WRITTEN REQUEST — Copy every line of the material below, requests included, and lower each x and y coordinate in the polygon answers by 87.

EXERCISE MATERIALS —
########
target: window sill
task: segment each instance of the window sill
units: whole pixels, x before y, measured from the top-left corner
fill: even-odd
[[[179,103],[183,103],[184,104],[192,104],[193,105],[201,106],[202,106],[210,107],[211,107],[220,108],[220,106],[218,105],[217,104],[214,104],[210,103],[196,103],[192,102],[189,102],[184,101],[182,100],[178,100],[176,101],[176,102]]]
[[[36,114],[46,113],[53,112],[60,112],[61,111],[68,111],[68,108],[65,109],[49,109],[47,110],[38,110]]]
########
WORKED ANSWER —
target: window sill
task: segment each instance of the window sill
units: whole pixels, x before y, measured from the top-left corner
fill: even-odd
[[[92,16],[96,16],[97,17],[105,17],[106,18],[114,19],[115,19],[123,20],[124,20],[133,21],[133,19],[131,18],[130,17],[127,17],[123,16],[109,16],[105,15],[102,15],[97,14],[95,13],[91,13],[89,14],[89,15]]]
[[[-51,27],[-41,26],[-34,25],[-27,25],[-26,24],[-19,24],[-19,21],[-22,22],[-38,22],[-40,23],[-49,23]]]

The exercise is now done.